_EXERCISE PROMPT_: Resume the passage below on anonymous witnesses and open justice, continuing right after its final sentence.

_EXTRACTED TEXT_:
As in New Zealand, it is essential that there should be someone to carry out an evaluation of the expressed fear and all the circumstances that the witness claims are affecting him before the judge can come to a conclusion. We cannot have a situation, as has been happening up to now, where all the judge gets is a form and perhaps a statement from the anonymous witness, followed by a police officer saying, “Well, things are a bit tough on the estate he comes from, so please grant the order”. There should be a proper evaluation of the fear expressed by the witness. If that is the procedure, as Sir Ken Macdonald conceded, there will be far fewer of these applications and that will be all to the good.

It should not be possible for a witness to say in answer to a policeman’s question, “Do you want special measures?”, “Well, yes. I suppose it will be easier to give evidence from behind a screen and for me to remain anonymous”. Giving evidence is not an easy thing in any circumstances. Even the most experienced advocates such as myself find it a daunting prospect to go into the witness box and be treated in the way I have treated others in the past. It is not an easy thing, and it would be very nice to hide behind a curtain or at the end of a television camera. But that is not what justice is about. The basic principle of British law—the law of this country—is that there must be open justice; that a person must be confronted by his accusers. It is fundamental.

_DATA ROWS_:
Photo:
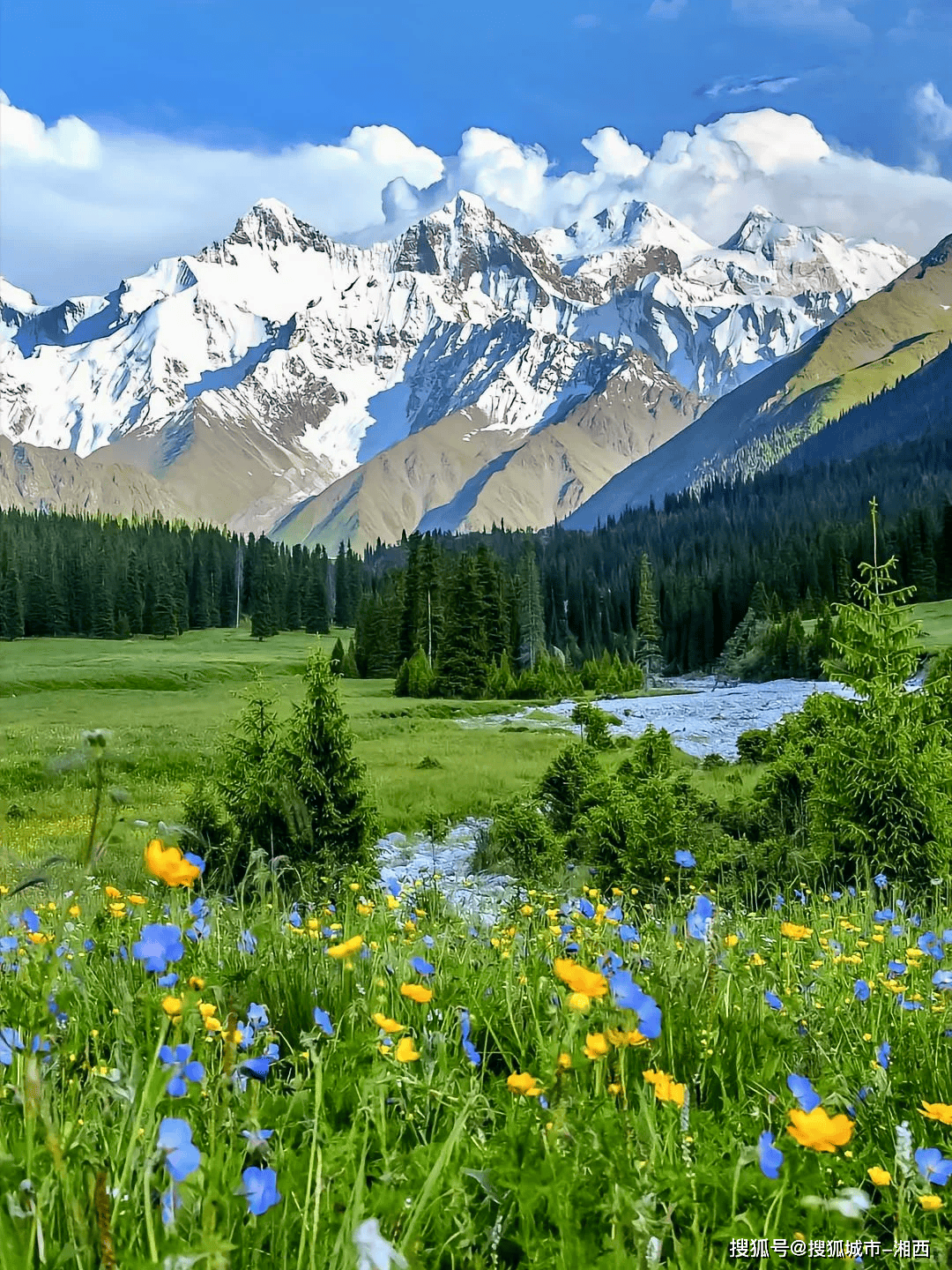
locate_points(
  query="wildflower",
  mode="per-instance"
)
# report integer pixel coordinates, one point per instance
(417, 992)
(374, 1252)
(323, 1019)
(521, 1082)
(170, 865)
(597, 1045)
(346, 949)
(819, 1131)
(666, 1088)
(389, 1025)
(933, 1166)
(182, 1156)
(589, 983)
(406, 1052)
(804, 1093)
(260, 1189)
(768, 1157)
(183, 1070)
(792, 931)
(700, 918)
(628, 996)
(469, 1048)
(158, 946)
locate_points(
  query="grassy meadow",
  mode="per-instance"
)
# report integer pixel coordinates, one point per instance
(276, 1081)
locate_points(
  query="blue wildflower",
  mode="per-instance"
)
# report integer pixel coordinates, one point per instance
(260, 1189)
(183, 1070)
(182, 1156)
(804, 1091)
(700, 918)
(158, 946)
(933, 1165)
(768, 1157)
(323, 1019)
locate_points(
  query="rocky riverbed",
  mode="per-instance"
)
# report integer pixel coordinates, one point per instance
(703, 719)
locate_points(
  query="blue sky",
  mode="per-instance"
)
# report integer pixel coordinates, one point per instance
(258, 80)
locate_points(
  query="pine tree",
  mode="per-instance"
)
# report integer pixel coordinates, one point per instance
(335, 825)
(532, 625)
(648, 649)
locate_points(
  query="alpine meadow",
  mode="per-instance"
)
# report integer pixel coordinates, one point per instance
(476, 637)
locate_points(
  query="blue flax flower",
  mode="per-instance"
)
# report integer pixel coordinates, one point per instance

_TASK OUTPUT_:
In the case in which I was involved, I had no idea who the people giving evidence against my client were. I had no idea of any links between them, whether they had any personal grudge against the defendant, or whether they had any reason for lying about the evidence that they were giving. I had my suspicions but I could not pursue them because I did not know who they were. That is the dilemma that a defence counsel faces, as the noble Baroness, Lady Mallalieu, has expressed so forcefully.

This is a necessary Bill that could be improved, particularly by the employment of special counsel. The suggestion that there is an inherent power in the court to appoint an independent counsel already is new to me and to any judge whom I have ever come across. I am sure that the passage of the Bill will make it clear to every judge in the country that, if he feels that he needs a special counsel, he will appoint him. But this should be within a framework and in accordance with a fixed and fair procedure that applies through all these cases.

I have wearied your Lordships long enough on this topic. I trust that we will, through co-operation and argument, be able to put these points across.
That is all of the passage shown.